**BRIEF:**
Rewrite everything from the line containing "light pole --all-instances" down to the line containing "M 9 92 L 9 85", both included, with the requests unchanged. Scale every coordinate in the answers by 1.85 and round to whole numbers with halves going up, but leave the numbers in the requests and their format samples as they are.

begin EXTRACTED INFORMATION

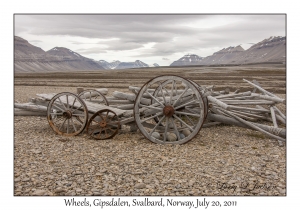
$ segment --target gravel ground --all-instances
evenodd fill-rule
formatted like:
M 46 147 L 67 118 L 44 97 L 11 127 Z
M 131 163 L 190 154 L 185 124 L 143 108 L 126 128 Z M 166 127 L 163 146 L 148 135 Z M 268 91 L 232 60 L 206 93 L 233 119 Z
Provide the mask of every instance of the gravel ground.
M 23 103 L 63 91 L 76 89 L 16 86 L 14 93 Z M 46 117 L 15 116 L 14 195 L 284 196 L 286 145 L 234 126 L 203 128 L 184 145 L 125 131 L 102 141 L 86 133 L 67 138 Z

end EXTRACTED INFORMATION
begin EXTRACTED INFORMATION

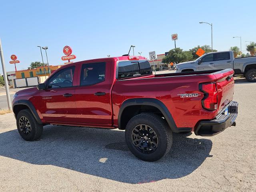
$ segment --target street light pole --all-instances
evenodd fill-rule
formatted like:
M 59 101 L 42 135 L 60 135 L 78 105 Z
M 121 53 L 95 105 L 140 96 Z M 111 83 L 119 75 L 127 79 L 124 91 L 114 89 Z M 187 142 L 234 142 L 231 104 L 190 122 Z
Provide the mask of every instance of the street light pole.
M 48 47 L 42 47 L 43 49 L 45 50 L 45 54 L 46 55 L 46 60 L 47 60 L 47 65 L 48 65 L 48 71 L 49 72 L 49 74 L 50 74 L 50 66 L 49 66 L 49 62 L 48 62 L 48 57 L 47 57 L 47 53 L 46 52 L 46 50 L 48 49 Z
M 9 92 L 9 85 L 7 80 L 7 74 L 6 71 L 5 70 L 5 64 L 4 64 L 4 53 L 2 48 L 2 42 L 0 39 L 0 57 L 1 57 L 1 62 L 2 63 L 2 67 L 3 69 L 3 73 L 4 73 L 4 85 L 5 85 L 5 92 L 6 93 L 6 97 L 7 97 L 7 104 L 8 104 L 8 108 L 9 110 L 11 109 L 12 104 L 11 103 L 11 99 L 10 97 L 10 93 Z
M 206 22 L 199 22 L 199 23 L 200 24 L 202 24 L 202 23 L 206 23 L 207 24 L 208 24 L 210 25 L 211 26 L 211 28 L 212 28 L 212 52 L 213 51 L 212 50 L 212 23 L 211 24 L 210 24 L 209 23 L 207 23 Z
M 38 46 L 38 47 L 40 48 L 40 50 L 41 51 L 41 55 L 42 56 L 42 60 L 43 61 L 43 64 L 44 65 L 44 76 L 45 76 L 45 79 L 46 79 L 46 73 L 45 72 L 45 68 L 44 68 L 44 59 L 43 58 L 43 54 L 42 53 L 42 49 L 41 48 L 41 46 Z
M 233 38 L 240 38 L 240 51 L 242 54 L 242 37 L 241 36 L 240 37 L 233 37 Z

end EXTRACTED INFORMATION

**RESPONSE:**
$ segment --target street light pole --all-instances
evenodd fill-rule
formatted like:
M 59 101 L 42 135 L 60 135 L 78 105 Z
M 121 53 L 95 105 L 140 96 Z M 111 83 L 119 75 L 127 79 L 124 91 L 114 89 Z M 187 142 L 234 142 L 231 104 L 190 122 Z
Provide the mask of every instance of the street light pole.
M 89 87 L 78 87 L 80 91 L 83 93 L 83 100 L 85 102 L 85 111 L 87 111 L 87 120 L 89 120 L 89 131 L 91 133 L 91 137 L 93 137 L 93 122 L 91 122 L 91 115 L 89 115 L 89 105 L 87 105 L 87 98 L 85 96 L 85 93 L 89 91 Z
M 17 170 L 17 157 L 13 148 L 13 137 L 11 131 L 9 130 L 9 118 L 7 118 L 7 98 L 4 89 L 4 78 L 0 72 L 0 105 L 2 105 L 2 115 L 4 117 L 4 124 L 6 128 L 6 135 L 7 135 L 7 157 L 9 157 L 9 170 L 11 172 L 11 179 L 13 179 L 13 192 L 15 192 L 15 200 L 17 204 L 20 202 L 22 192 L 20 191 L 20 183 L 19 179 L 19 172 Z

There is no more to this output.